EXERCISES:
A – Retype the part of the Suppes88 problems text that opens with the words containing "The search was" and closes with "horses animals' heads?".
B – According to the Suppes88 problems text, what does the Ockham example make use of?

SELECTED TEXT:
The search was stopped.
proof
No proof.

--------------------------------------------------------------------------

These problems are from Suppes88.  They demonstrate the ability of the
program to represent complex combinations of possessives and relationship
words.

The Ockham example makes use of many of the quantifier forms.

/all horses are animals
/are all heads of horses animals' heads?
The answer is yes.
proof
 1. (quest) inst(x2,horse);
 2. (given) inst(x1,animal) or not inst(x1,horse);
 3. ( 1, 2) inst(x1,animal);
 4. (quest) rela($1,head,x2);
 5. (quest) not inst(x4,animal) or not rela($1,head,x4);
 6. ( 4, 5) not inst(x4,animal);
 7. ( 3, 6) ;

new
/no follower of Ockham likes a realist
/any of Ockham's followers like some of Hobbes' followers
/someone is Ockham's follower.
/are some of Hobbes' followers not realists?
The answer is yes.
proof
 1. (given) rela($3(x1),follower,Hobbes) or not rela(x1,follower,Ockham);
 2. (quest) not rela(x1,follower,Hobbes) or inst(x1,realist);
 3. ( 1, 2) not rela(x1,follower,Ockham) or inst($3(x1),realist);
 4. (given) rela($4,follower,Ockham);
 5. ( 4, 3) inst($3($4),realist);
 6. (given) not object(x3,x4) or not inst(x4,realist) or not inste(x3,like)

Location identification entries
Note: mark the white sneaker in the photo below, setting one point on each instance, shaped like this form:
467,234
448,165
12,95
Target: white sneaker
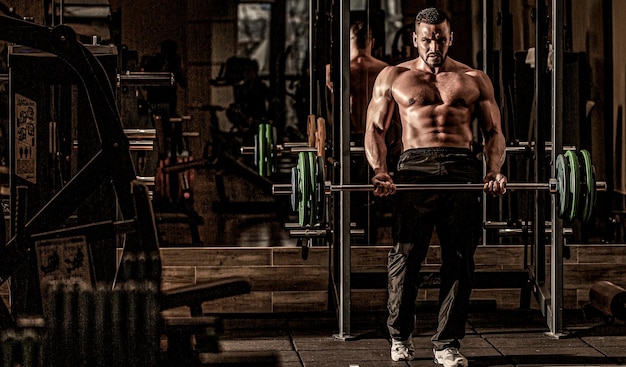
402,350
450,357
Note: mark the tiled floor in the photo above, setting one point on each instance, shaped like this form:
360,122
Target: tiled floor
500,338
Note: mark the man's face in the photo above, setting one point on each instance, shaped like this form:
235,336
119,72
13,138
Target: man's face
432,42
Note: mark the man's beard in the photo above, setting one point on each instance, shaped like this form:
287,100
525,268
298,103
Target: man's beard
441,57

IN RESPONSE:
A –
The search was stopped.
proof
No proof.

--------------------------------------------------------------------------

These problems are from Suppes88.  They demonstrate the ability of the
program to represent complex combinations of possessives and relationship
words.

The Ockham example makes use of many of the quantifier forms.

/all horses are animals
/are all heads of horses animals' heads?

B – Many of the quantifier forms.